以下のMozillaの助成発表に関する抜粋から、「Mozilla、研究開発助成プログラムMozilla Research Grantsの対象プロジェクトを発表」から「万5000ドルとなっている。」までの部分を一字一句違えずに書き出してください。

● 抜粋:
*-*-*
Mozilla、研究開発助成プログラムMozilla Research Grantsの対象プロジェクトを発表

 Mozillaは11月28日、2018年後半のMozilla Research Grantsの対象プロジェクトを発表した。モノのWeb(Web of the Things)など、Mozillaがフォーカスする4分野4プロジェクトが選ばれた。

 Mozilla Research Grantsは、WebをオープンにするというMozillaのミッションの一部として、それにつながる研究開発を支援する助成プログラム。

 11月9日まで募集した最新ラウンドでは、「モノのWeb」、「コアのWeb技術」、「音声/言語/話し言葉」、「混合現実」の4つの分野からそれぞれ1つのプロジェクトを選んだ。助成金額は最大2万5000ドルとなっている。

 モノのWeb(WoT)では米ワシントン大学のインタラクションデザイン助教授のAudrey Desjardins氏がSchool of Art + Art History + Designで展開する「In)Visible Data: How home dwellers engage with domestic Web of Things data」が選ばれた。家庭におけるWoTのデータの取り組みの現状を分析したもので、将来の家庭でのWoTの方向性に重要と判断したという。
*-*-*
(アウトライン注釈の記録)
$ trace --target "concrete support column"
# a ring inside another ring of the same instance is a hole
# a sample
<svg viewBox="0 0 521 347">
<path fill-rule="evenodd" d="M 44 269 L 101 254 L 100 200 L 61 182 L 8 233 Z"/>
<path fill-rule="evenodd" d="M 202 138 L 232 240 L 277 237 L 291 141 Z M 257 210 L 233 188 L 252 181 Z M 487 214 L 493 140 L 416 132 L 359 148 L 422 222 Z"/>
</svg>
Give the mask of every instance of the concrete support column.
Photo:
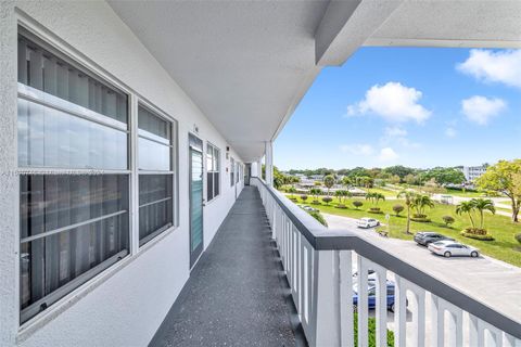
<svg viewBox="0 0 521 347">
<path fill-rule="evenodd" d="M 266 184 L 274 185 L 274 143 L 266 141 Z"/>
</svg>

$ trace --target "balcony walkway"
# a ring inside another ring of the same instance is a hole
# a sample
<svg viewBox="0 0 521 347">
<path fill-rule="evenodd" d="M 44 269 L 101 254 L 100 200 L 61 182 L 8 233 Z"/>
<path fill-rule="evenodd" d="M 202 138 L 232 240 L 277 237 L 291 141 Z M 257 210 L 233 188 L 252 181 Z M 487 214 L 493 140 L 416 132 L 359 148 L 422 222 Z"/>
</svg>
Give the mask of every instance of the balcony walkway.
<svg viewBox="0 0 521 347">
<path fill-rule="evenodd" d="M 270 234 L 245 187 L 150 346 L 305 346 Z"/>
</svg>

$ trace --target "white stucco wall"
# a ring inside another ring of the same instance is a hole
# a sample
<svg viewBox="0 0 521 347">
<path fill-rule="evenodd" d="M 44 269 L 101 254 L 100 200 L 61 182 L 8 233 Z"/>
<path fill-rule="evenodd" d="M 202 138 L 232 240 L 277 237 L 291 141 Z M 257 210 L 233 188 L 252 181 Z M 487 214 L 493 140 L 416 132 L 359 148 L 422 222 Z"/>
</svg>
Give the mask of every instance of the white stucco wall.
<svg viewBox="0 0 521 347">
<path fill-rule="evenodd" d="M 16 11 L 178 120 L 179 228 L 123 260 L 20 331 L 17 304 Z M 221 195 L 204 209 L 205 247 L 234 202 L 226 140 L 105 2 L 0 2 L 0 345 L 145 346 L 189 278 L 188 133 L 221 151 Z M 182 54 L 182 53 L 180 53 Z M 240 157 L 233 150 L 230 155 Z M 242 189 L 242 182 L 238 192 Z M 13 203 L 15 202 L 15 203 Z M 115 270 L 117 269 L 117 271 Z M 93 285 L 96 283 L 96 285 Z M 49 313 L 51 312 L 51 313 Z"/>
</svg>

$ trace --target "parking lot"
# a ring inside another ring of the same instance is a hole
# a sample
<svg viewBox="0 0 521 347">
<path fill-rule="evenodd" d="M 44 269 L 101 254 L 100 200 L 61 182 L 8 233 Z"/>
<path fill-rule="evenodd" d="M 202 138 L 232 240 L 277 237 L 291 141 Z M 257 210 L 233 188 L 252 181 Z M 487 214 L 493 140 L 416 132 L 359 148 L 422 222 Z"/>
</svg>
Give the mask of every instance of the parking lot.
<svg viewBox="0 0 521 347">
<path fill-rule="evenodd" d="M 382 237 L 372 229 L 357 229 L 356 219 L 322 215 L 330 229 L 356 230 L 397 258 L 521 322 L 521 268 L 481 255 L 435 256 L 414 241 Z"/>
</svg>

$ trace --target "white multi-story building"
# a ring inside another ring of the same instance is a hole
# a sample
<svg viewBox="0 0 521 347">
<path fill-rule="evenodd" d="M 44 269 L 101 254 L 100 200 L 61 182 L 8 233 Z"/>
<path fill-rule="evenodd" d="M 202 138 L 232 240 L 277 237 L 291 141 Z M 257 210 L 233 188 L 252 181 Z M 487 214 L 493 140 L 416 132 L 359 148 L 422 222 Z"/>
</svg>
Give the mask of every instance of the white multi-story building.
<svg viewBox="0 0 521 347">
<path fill-rule="evenodd" d="M 359 292 L 359 346 L 368 295 L 387 345 L 390 269 L 396 346 L 406 326 L 410 346 L 514 346 L 521 324 L 508 307 L 359 232 L 329 232 L 271 185 L 272 142 L 322 67 L 363 46 L 519 48 L 520 11 L 1 1 L 0 346 L 290 346 L 298 332 L 312 347 L 353 346 L 353 256 L 358 287 L 378 275 Z"/>
<path fill-rule="evenodd" d="M 473 182 L 475 179 L 480 178 L 483 174 L 486 172 L 486 165 L 481 166 L 463 166 L 461 171 L 465 175 L 465 179 L 468 182 Z"/>
</svg>

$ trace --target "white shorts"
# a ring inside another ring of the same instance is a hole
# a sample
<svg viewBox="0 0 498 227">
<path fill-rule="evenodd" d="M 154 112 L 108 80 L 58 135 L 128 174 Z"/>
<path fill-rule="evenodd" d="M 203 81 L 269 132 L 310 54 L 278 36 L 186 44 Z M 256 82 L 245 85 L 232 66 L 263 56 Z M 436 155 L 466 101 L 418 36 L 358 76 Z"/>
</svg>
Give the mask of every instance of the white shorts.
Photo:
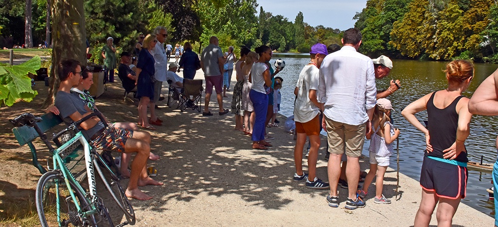
<svg viewBox="0 0 498 227">
<path fill-rule="evenodd" d="M 382 157 L 373 152 L 369 152 L 370 155 L 370 164 L 374 164 L 379 166 L 389 166 L 389 156 Z"/>
</svg>

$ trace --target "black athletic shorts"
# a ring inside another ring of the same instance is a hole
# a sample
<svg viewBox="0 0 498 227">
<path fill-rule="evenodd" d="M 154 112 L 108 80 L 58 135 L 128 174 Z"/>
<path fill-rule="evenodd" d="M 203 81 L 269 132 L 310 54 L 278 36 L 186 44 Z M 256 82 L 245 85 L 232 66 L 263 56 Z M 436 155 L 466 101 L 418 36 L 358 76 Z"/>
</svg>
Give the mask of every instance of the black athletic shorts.
<svg viewBox="0 0 498 227">
<path fill-rule="evenodd" d="M 467 167 L 424 156 L 420 173 L 420 186 L 434 192 L 441 198 L 456 199 L 467 194 Z"/>
</svg>

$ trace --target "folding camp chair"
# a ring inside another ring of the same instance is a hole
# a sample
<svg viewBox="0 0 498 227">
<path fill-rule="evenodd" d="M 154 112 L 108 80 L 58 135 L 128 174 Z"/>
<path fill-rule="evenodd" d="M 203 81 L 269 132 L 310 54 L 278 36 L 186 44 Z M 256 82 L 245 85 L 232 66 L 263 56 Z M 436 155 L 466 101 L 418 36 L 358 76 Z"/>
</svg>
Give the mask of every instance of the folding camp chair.
<svg viewBox="0 0 498 227">
<path fill-rule="evenodd" d="M 201 112 L 201 93 L 204 89 L 202 82 L 202 79 L 183 79 L 183 89 L 178 99 L 180 111 L 183 111 L 188 107 Z"/>
<path fill-rule="evenodd" d="M 172 80 L 168 79 L 167 81 L 168 85 L 169 85 L 168 86 L 168 89 L 169 90 L 168 91 L 168 106 L 171 107 L 171 106 L 170 104 L 170 100 L 172 100 L 178 101 L 180 97 L 180 92 L 176 89 L 176 87 L 173 86 Z M 178 106 L 178 107 L 179 107 L 179 106 Z M 178 109 L 178 107 L 177 107 L 176 108 Z"/>
</svg>

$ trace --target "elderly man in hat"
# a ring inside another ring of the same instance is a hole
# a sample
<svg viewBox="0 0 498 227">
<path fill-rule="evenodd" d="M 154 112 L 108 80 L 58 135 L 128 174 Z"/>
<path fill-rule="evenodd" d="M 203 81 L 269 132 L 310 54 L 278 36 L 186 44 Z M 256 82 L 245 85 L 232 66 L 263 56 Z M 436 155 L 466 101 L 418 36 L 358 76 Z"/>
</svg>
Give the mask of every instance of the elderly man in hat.
<svg viewBox="0 0 498 227">
<path fill-rule="evenodd" d="M 392 69 L 392 61 L 389 58 L 383 55 L 375 59 L 372 59 L 374 62 L 374 73 L 375 79 L 381 79 L 389 75 L 389 73 Z M 377 99 L 385 98 L 394 91 L 398 90 L 400 87 L 399 80 L 391 79 L 390 84 L 387 89 L 383 90 L 377 90 Z"/>
<path fill-rule="evenodd" d="M 102 48 L 102 58 L 104 58 L 104 82 L 114 82 L 114 69 L 116 68 L 116 47 L 113 42 L 113 37 L 108 37 L 107 43 Z"/>
</svg>

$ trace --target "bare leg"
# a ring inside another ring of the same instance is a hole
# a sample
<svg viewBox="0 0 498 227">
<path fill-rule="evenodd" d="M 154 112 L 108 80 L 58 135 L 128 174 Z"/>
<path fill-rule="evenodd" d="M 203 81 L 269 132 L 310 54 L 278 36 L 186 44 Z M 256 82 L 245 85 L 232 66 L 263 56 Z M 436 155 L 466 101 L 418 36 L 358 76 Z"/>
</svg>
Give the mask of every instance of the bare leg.
<svg viewBox="0 0 498 227">
<path fill-rule="evenodd" d="M 298 133 L 296 140 L 296 146 L 294 148 L 294 164 L 296 166 L 296 173 L 299 176 L 303 174 L 303 149 L 306 142 L 306 134 Z M 309 176 L 309 175 L 308 175 Z M 313 177 L 313 179 L 314 177 Z"/>
<path fill-rule="evenodd" d="M 149 108 L 150 109 L 150 121 L 157 121 L 157 117 L 155 115 L 155 102 L 151 101 L 150 104 L 149 105 Z"/>
<path fill-rule="evenodd" d="M 329 157 L 327 172 L 329 175 L 329 183 L 330 184 L 331 196 L 337 196 L 337 183 L 341 175 L 341 157 L 343 155 L 331 153 Z"/>
<path fill-rule="evenodd" d="M 343 165 L 344 164 L 343 163 Z M 375 177 L 375 173 L 377 172 L 377 164 L 370 164 L 370 170 L 369 170 L 369 173 L 367 174 L 367 177 L 365 177 L 365 182 L 363 183 L 363 188 L 362 190 L 365 192 L 365 193 L 368 193 L 369 192 L 369 187 L 370 186 L 370 184 L 372 183 L 372 181 L 374 180 L 374 178 Z M 375 183 L 375 186 L 376 186 L 376 182 Z"/>
<path fill-rule="evenodd" d="M 346 176 L 348 178 L 349 198 L 356 200 L 356 191 L 360 180 L 360 157 L 348 156 L 348 167 L 346 168 Z"/>
<path fill-rule="evenodd" d="M 211 94 L 206 93 L 206 97 L 204 98 L 204 113 L 209 112 L 209 100 L 211 99 Z"/>
<path fill-rule="evenodd" d="M 377 179 L 375 181 L 375 194 L 377 198 L 382 198 L 382 190 L 384 188 L 384 174 L 387 170 L 387 166 L 377 167 Z"/>
<path fill-rule="evenodd" d="M 216 94 L 216 99 L 218 99 L 218 105 L 220 106 L 220 112 L 225 111 L 225 109 L 223 109 L 223 97 L 222 97 L 221 93 Z"/>
<path fill-rule="evenodd" d="M 437 219 L 437 226 L 451 226 L 453 216 L 457 212 L 461 199 L 457 199 L 439 198 L 439 204 L 436 211 L 436 218 Z"/>
<path fill-rule="evenodd" d="M 299 134 L 298 134 L 299 136 Z M 318 149 L 320 148 L 320 136 L 312 135 L 309 136 L 310 143 L 311 147 L 310 148 L 310 153 L 308 155 L 308 177 L 310 181 L 313 181 L 316 177 L 316 162 L 318 159 Z M 304 145 L 304 144 L 303 144 Z M 301 153 L 302 154 L 302 153 Z"/>
<path fill-rule="evenodd" d="M 431 217 L 434 212 L 436 204 L 439 201 L 439 198 L 434 192 L 422 189 L 422 201 L 420 201 L 420 206 L 415 216 L 415 224 L 414 227 L 422 227 L 429 226 L 431 222 Z"/>
<path fill-rule="evenodd" d="M 138 123 L 141 123 L 143 127 L 150 126 L 147 118 L 147 107 L 149 101 L 148 97 L 142 97 L 138 103 Z"/>
</svg>

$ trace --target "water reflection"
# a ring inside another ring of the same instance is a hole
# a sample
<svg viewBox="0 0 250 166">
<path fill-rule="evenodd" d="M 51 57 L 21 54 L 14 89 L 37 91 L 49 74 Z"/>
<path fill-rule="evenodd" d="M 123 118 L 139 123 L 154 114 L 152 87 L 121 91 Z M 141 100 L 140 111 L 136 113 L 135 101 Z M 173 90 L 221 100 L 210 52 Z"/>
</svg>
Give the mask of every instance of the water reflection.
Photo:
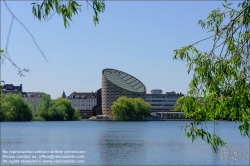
*-*-*
● 記述式の解答:
Mozilla、研究開発助成プログラムMozilla Research Grantsの対象プロジェクトを発表

 Mozillaは11月28日、2018年後半のMozilla Research Grantsの対象プロジェクトを発表した。モノのWeb(Web of the Things)など、Mozillaがフォーカスする4分野4プロジェクトが選ばれた。

 Mozilla Research Grantsは、WebをオープンにするというMozillaのミッションの一部として、それにつながる研究開発を支援する助成プログラム。

 11月9日まで募集した最新ラウンドでは、「モノのWeb」、「コアのWeb技術」、「音声/言語/話し言葉」、「混合現実」の4つの分野からそれぞれ1つのプロジェクトを選んだ。助成金額は最大2万5000ドルとなっている。